───── Article

Climate change is bringing a host of adverse consequences to Indiana communities—more frequent rainfall, increased risk of flooding, more days of extreme heat, and new stressors to agricultural production, among others. Confronting these challenges through policy depends largely on Hoosiers’ awareness and acceptance of climate change’s impact.
A 2019 statewide survey commissioned by the Environmental Resilience Institute, part of Indiana University’s Prepared for Environmental Change Grand Challenge initiative, offers a look into Hoosiers’ attitudes toward climate change. The online panel survey, the first of its kind conducted in the state, aggregates more than 1,000 responses from across Indiana.
Survey results indicate that a clear majority of Hoosiers acknowledge climate change is happening (80 percent) and support efforts to address it (75 percent). Furthermore, a majority of survey respondents (60 percent) recognize that climate change is already causing harm in the United States.
Indiana residents report these convictions despite significantly underestimating how many of their fellow Hoosiers’ accept the reality of climate change and being split on the question of whether most scientists agree on the issue.

──────────
───── Data shown

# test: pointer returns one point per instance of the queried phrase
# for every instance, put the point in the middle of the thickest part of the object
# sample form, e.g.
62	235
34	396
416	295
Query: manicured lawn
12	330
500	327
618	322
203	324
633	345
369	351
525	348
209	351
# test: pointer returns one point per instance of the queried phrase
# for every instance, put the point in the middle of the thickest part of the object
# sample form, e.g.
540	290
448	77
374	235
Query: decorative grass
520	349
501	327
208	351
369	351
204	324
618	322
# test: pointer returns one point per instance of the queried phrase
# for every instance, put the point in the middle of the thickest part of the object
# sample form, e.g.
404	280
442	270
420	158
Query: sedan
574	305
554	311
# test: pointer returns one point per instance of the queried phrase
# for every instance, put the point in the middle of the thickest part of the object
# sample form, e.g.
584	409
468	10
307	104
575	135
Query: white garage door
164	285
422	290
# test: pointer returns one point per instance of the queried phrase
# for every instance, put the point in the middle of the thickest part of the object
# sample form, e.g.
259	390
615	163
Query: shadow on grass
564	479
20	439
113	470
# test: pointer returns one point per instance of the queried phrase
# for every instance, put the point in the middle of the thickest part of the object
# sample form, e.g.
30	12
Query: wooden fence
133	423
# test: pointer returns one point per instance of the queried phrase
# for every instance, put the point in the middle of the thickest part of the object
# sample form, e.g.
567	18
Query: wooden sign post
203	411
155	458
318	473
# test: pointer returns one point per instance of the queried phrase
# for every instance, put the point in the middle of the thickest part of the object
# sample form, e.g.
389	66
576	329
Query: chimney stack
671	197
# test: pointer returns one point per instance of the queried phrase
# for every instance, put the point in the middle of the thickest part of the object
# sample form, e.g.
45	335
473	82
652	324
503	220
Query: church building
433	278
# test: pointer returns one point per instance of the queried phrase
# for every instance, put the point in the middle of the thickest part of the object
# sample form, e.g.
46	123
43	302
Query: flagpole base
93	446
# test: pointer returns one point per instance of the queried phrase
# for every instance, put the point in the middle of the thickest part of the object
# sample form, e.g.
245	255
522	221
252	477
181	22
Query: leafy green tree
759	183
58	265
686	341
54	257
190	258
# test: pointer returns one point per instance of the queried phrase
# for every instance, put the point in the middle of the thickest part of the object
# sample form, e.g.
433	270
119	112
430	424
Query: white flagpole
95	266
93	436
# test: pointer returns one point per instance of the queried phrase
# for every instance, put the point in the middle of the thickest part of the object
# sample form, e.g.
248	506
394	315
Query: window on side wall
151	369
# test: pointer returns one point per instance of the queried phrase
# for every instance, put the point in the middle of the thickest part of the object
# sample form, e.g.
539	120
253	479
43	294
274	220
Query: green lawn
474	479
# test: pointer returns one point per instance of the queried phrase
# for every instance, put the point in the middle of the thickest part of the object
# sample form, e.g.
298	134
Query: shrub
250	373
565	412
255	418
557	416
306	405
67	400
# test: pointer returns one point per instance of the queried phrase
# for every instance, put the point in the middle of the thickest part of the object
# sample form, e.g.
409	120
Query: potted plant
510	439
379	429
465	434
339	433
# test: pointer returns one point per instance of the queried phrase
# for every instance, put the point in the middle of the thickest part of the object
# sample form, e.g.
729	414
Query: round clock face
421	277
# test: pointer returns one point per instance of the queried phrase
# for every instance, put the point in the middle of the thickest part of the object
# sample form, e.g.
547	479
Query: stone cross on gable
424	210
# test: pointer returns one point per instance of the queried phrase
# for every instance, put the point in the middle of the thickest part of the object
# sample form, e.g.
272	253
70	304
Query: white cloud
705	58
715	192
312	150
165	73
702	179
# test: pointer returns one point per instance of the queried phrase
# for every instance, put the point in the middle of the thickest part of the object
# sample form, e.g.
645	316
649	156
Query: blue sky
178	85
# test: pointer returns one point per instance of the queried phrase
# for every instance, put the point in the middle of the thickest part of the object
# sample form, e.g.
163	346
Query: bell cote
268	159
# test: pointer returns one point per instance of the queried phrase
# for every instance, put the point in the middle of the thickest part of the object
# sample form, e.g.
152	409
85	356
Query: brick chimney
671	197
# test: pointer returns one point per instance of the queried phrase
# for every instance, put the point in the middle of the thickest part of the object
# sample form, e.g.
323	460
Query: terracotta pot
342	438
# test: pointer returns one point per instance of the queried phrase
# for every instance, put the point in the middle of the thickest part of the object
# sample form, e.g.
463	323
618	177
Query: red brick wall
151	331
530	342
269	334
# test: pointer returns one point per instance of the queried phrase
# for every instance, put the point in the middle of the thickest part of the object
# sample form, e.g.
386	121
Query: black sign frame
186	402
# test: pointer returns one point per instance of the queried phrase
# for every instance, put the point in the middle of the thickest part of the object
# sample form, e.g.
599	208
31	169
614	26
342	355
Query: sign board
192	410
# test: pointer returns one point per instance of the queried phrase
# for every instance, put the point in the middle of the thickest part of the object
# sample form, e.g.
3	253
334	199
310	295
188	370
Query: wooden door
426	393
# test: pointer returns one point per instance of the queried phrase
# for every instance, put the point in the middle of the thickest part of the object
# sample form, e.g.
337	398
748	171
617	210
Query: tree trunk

──────────

• Given task 1:
According to the climate survey article, what percentage of respondents recognize that climate change is already causing harm in the United States?
• Given task 2:
Rewrite everything in the climate survey article from "A 2019 statewide" down to "on the issue.", swapping "Hoosiers" for "Indianans".
Rely only on the article to answer.

• Final result 1:
60 percent

• Final result 2:
A 2019 statewide survey commissioned by the Environmental Resilience Institute, part of Indiana University’s Prepared for Environmental Change Grand Challenge initiative, offers a look into Indianans’ attitudes toward climate change. The online panel survey, the first of its kind conducted in the state, aggregates more than 1,000 responses from across Indiana.
Survey results indicate that a clear majority of Indianans acknowledge climate change is happening (80 percent) and support efforts to address it (75 percent). Furthermore, a majority of survey respondents (60 percent) recognize that climate change is already causing harm in the United States.
Indiana residents report these convictions despite significantly underestimating how many of their fellow Indianans’ accept the reality of climate change and being split on the question of whether most scientists agree on the issue.